- [TASK GOAL] Starting with the row that contains "Please identify the white face" and going on through the final row below, write every row out again, requests included, with each point coordinate in the answers multiplied by 1.6 and rounded to a whole number, halves rounding up. Give only those rows.

- [RECORDS FOR THE TASK]
=====

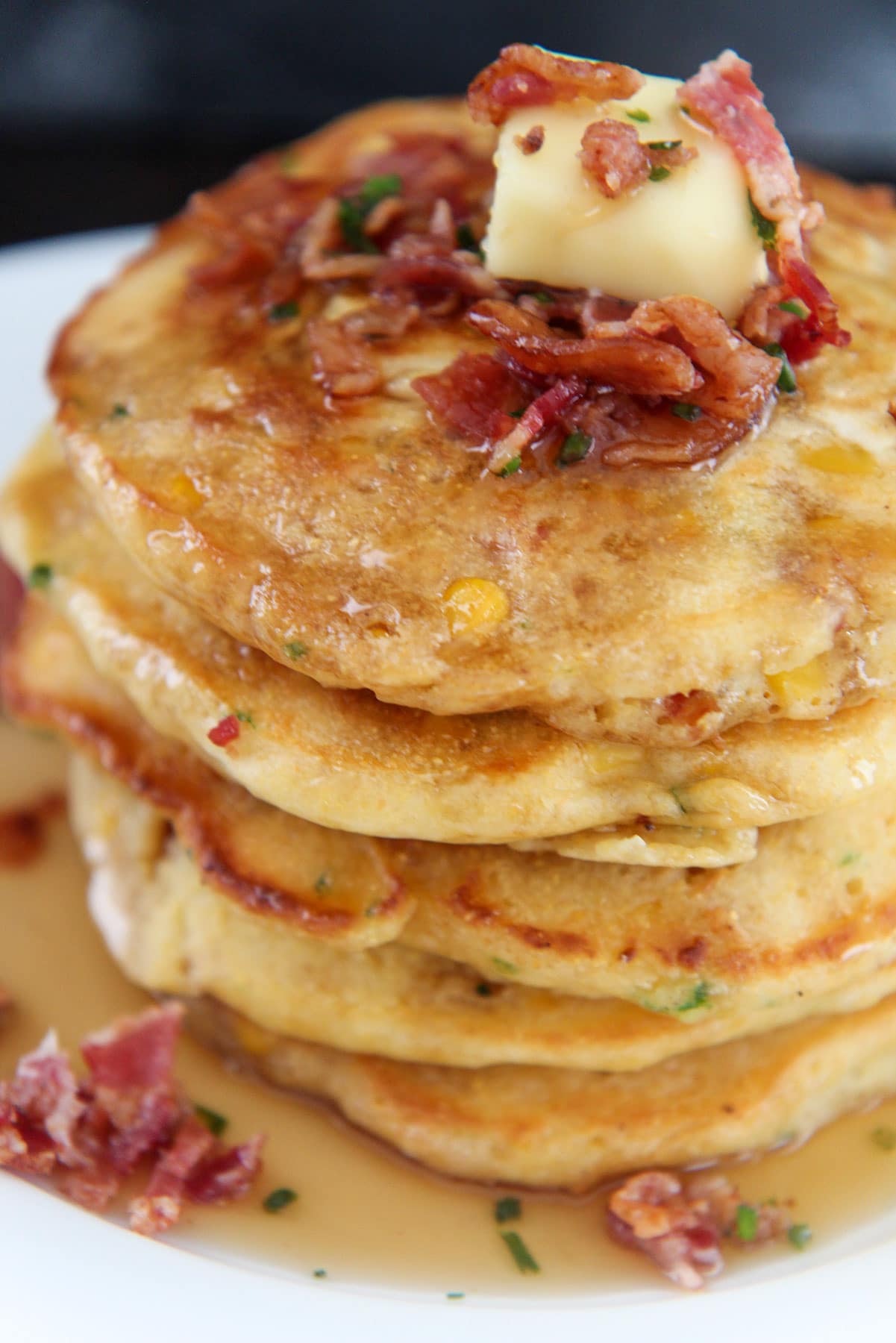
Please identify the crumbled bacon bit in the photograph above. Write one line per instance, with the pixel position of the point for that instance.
(724, 96)
(225, 732)
(474, 395)
(340, 359)
(531, 141)
(23, 832)
(93, 1133)
(680, 1224)
(527, 77)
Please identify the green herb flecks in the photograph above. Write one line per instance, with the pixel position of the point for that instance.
(575, 448)
(687, 410)
(211, 1119)
(283, 312)
(800, 1236)
(354, 210)
(768, 228)
(278, 1200)
(786, 379)
(699, 998)
(523, 1257)
(466, 241)
(795, 307)
(40, 575)
(746, 1222)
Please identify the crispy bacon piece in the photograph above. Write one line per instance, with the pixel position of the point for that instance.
(539, 416)
(129, 1109)
(612, 354)
(474, 395)
(680, 1225)
(618, 161)
(528, 77)
(225, 732)
(724, 96)
(342, 363)
(531, 141)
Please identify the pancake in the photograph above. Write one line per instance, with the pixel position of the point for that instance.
(174, 933)
(347, 760)
(813, 913)
(563, 1128)
(343, 527)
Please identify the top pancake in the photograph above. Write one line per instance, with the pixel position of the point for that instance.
(336, 530)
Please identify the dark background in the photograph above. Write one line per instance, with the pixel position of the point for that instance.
(113, 110)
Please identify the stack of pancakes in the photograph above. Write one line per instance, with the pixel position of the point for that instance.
(552, 827)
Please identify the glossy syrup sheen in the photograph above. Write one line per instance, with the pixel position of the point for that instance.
(363, 1215)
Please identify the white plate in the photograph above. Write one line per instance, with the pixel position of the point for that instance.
(70, 1277)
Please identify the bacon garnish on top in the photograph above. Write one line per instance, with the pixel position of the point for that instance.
(724, 97)
(90, 1134)
(528, 77)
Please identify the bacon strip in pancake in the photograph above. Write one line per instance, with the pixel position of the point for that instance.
(724, 96)
(528, 77)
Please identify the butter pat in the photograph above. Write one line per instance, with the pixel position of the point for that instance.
(688, 234)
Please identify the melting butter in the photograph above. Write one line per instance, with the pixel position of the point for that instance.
(688, 234)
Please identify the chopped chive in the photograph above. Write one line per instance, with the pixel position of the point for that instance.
(800, 1236)
(377, 188)
(768, 228)
(521, 1257)
(40, 575)
(351, 221)
(699, 998)
(466, 241)
(280, 1198)
(575, 448)
(508, 1210)
(283, 312)
(786, 379)
(211, 1119)
(746, 1222)
(795, 307)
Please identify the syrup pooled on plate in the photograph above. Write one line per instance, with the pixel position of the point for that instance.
(364, 1217)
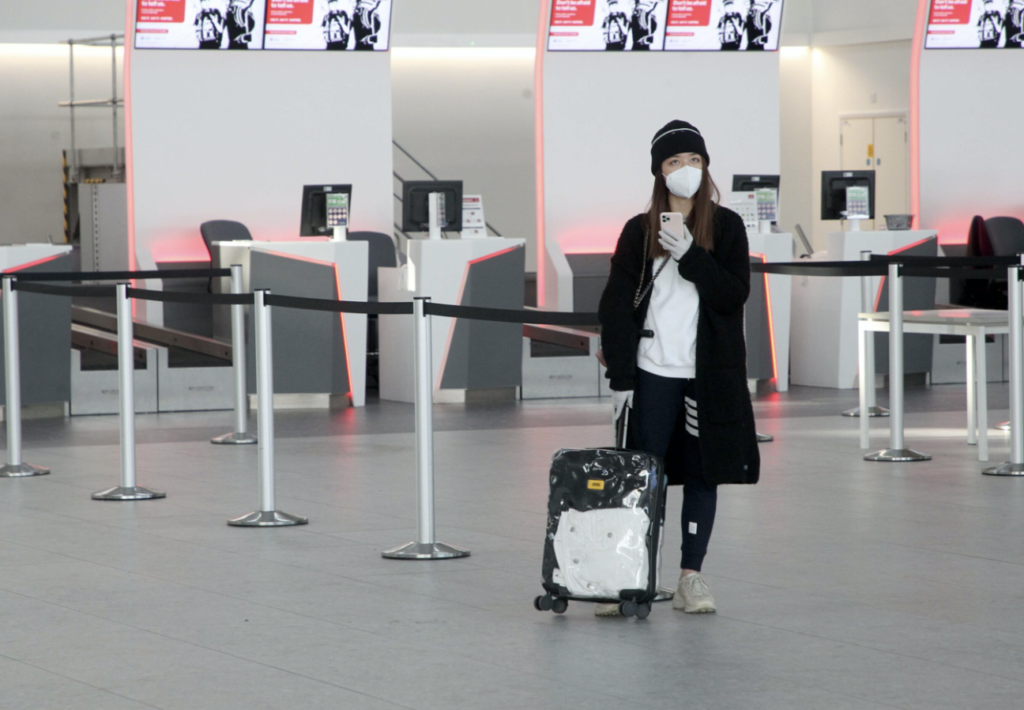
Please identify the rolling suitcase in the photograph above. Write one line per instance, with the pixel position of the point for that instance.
(603, 541)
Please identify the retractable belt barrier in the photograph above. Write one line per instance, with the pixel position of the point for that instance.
(895, 266)
(124, 276)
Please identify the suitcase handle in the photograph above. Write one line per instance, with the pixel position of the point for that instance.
(622, 427)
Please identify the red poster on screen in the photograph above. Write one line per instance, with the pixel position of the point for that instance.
(689, 13)
(572, 12)
(161, 10)
(950, 12)
(290, 12)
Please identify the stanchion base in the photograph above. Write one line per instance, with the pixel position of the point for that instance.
(121, 493)
(19, 470)
(238, 439)
(267, 518)
(1006, 469)
(425, 550)
(871, 412)
(897, 456)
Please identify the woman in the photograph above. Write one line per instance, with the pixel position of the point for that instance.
(672, 336)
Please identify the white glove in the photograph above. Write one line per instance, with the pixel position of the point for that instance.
(622, 400)
(674, 244)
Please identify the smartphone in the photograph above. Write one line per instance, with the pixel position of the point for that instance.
(673, 221)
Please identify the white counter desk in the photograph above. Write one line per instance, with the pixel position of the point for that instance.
(465, 355)
(349, 260)
(774, 248)
(825, 308)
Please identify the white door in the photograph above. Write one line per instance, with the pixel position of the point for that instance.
(880, 143)
(857, 139)
(892, 178)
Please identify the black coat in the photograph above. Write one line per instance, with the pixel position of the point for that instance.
(725, 417)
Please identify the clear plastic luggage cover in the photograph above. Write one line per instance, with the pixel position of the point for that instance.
(600, 538)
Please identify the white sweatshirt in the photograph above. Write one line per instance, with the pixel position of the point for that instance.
(673, 317)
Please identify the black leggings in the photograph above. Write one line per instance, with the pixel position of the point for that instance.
(657, 404)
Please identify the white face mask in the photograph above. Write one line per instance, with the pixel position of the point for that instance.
(684, 182)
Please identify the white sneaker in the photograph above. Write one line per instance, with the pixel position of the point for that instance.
(693, 595)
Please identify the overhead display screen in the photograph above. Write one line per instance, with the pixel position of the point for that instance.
(200, 25)
(665, 25)
(976, 25)
(339, 25)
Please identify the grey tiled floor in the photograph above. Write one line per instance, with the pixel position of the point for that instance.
(841, 584)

=====

- [TASK RESPONSE]
Please identify the white face mask in the photograph above. Write one line per instance, with the pixel position of the point for that instance.
(1094, 291)
Please identify the white sneaker in the photograph above. Write one line per instance, with the pixel position of the point for that instance.
(1109, 952)
Please identify the overhead display screen in the photograph above. Write one line per instance, with the pixel position of the point for that instance.
(320, 40)
(1064, 40)
(1562, 40)
(542, 40)
Please identify the grey tiled floor in the photograph above. Write one line per instance, with the pixel position of the point for that instance.
(1346, 934)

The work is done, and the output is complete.